━━ DOCUMENT SEGMENT

When the lawn area has adequate soil drainage and a relatively smooth contour and/or grade, renovation can correct unfavorable conditions, such as: 1) Sparse and uneven stand of desirable lawn grasses, 2) Infestation of undesirable broadleaf and grassy weeds, 3) Improper soil pH, 4) Low fertility, 5) Minor discrepancies in grade, 6) Soil surface compaction, 7) Excessive thatch accumulation, and 8) General neglect.

When considering improvement of a lawn area, specific renovation procedures are determined by:

  1. Identifying the factor or factors which contributed to a failure of the lawn. If corrective steps are not taken, the net result may be an exercise in futility.
  2. Evaluating the condition of the lawn in question to determine the most effective procedure.

Specific steps for renovating should be based on the condition of the lawn and problems needing attention. Four major categories of renovation are:

  1. More than 30 percent desirable lawn grasses present.
  2. Less than 30 percent desirable lawn grasses present and less than 1-inch of thatch.
  3. Less than 30 percent desirable lawn grasses present and more than 1-inch of thatch.
  4. Difficult to control undesirable perennial grasses infest the lawn.

Specific steps are outlined below.

A. More than 30 percent desirable lawn grasses are present:

  1. Submit a representative sample of soil for determination of soil pH and nutrient status.

━━━━
━━ LISTING

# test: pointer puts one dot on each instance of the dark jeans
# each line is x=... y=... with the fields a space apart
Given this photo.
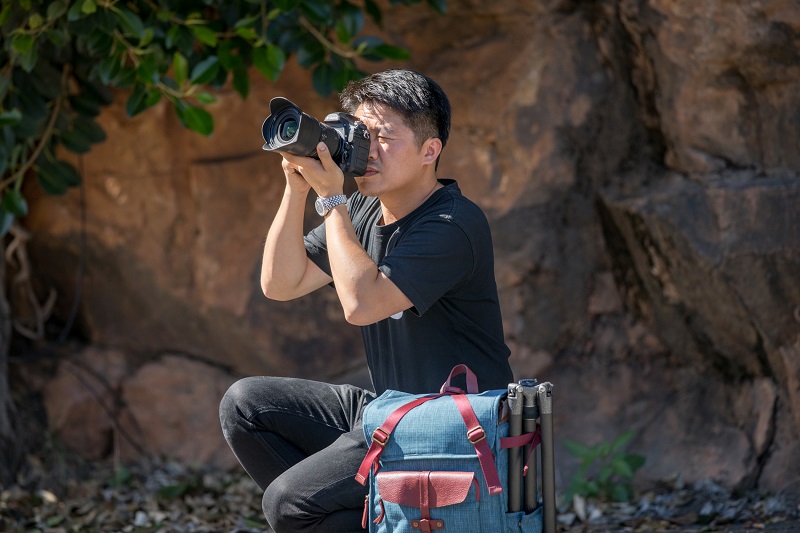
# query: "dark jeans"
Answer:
x=301 y=441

━━━━

## [GIVEN PROBLEM]
Resume the lawn renovation guide from its last line and write the next steps in the same style. The items are separate material, unrelated to the lawn renovation guide.

## [WRITTEN REPLY]
  2. Apply an herbicide if necessary to control any broadleaf weeds, based upon the specific weed problem. 2,4-D alone is effective with dandelions, buckhorn and broadleaf plantains, and annual chickweed. For a wide variety of broadleaf weeds, combine herbicides for broad spectrum control, such as 2,4-D with Banvel*, MCPP, or 2,4-DP. Apply the selected herbicide at least 2 weeks before the seeding date and strictly follow the directions and precautions on the container.
  3. Mow closely - set the mower at 3/4 to 1 inch.
  4. Fill small isolated depressions in grade with high quality topsoil.
  5. Apply lime based on a soil test.
  6. Spread fertilizer based on a soil test. Nitrogen should be applied at 1 pound per 1000 square feet.
  7. Dethatch (verti-groove) and/or core aerify with a machine specifically developed for this purpose. Adjust the rotating blades to penetrate completely through the thatch layer and at least 1/2 inch into the soil. Aerifying equipment should also penetrate through the thatch layer and 1 to 3 inches into the soil. Coring holes should have a maximum spacing of 3 inches.
  8. Seed with a high-quality turfgrass mixture adapted to the intended use and expected level of maintenance.
  9. Drag the area with a steel door mat or a piece of cyclone fence when loose thatch material on the surface is relatively dry. Rake excessive thatch from the surface.
  10. Water thoroughly. Light frequent watering (daily) may be continued to hasten germination and establishment of newly seeded lawn grasses.

Late summer to early fall is the most appropriate season for this procedure. Early spring is the next best choice. In the spring, however, success is usually more difficult. An increased weed problem, particularly crabgrass, can be expected from renovation in the spring. Applying siduron as a preemergence crabgrass herbicide, as the last step in the procedure, would be appropriate. More information on lawn establishment can be found in Rutgers Cooperative Extension publication FS584, Seeding Your Lawn.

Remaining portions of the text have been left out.